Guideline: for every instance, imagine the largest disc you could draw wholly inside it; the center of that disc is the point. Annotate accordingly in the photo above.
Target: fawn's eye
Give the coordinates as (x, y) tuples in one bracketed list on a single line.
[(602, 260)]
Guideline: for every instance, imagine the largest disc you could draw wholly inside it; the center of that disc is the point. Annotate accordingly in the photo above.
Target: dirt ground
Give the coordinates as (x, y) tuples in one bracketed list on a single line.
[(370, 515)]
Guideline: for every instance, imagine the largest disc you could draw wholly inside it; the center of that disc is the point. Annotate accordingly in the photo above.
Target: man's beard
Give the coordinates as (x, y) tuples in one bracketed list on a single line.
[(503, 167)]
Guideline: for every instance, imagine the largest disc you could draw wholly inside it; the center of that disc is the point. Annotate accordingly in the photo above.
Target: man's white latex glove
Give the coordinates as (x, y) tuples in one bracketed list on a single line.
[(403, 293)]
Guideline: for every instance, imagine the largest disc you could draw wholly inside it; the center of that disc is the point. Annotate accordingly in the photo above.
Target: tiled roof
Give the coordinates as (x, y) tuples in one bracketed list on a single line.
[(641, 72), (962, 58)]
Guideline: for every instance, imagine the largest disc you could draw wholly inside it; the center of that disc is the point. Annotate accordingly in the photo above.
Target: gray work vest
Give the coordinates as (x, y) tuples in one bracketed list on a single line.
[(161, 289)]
--------------------------------------------------
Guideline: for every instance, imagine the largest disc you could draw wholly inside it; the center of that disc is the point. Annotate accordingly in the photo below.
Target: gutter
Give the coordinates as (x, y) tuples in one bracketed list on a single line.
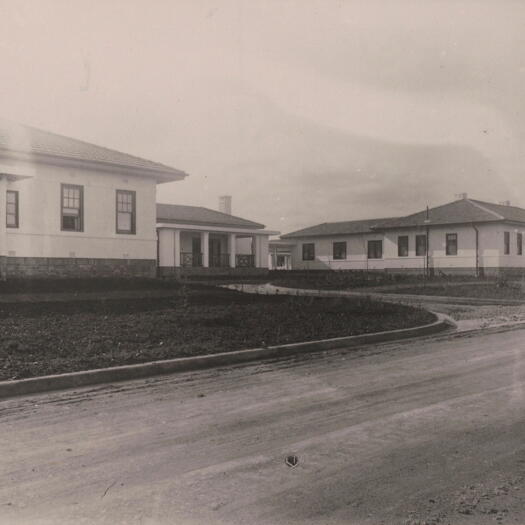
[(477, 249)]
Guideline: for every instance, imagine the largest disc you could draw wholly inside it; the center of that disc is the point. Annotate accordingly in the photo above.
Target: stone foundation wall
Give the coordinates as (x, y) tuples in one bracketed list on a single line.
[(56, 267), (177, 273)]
--------------------------------------------------
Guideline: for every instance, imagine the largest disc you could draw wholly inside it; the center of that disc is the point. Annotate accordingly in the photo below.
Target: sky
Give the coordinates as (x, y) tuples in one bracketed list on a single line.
--------------------------------------------------
> _Exercise goal_
Count each line of the data where the word "Target" appears, then reply with the total only.

> _Problem solution_
9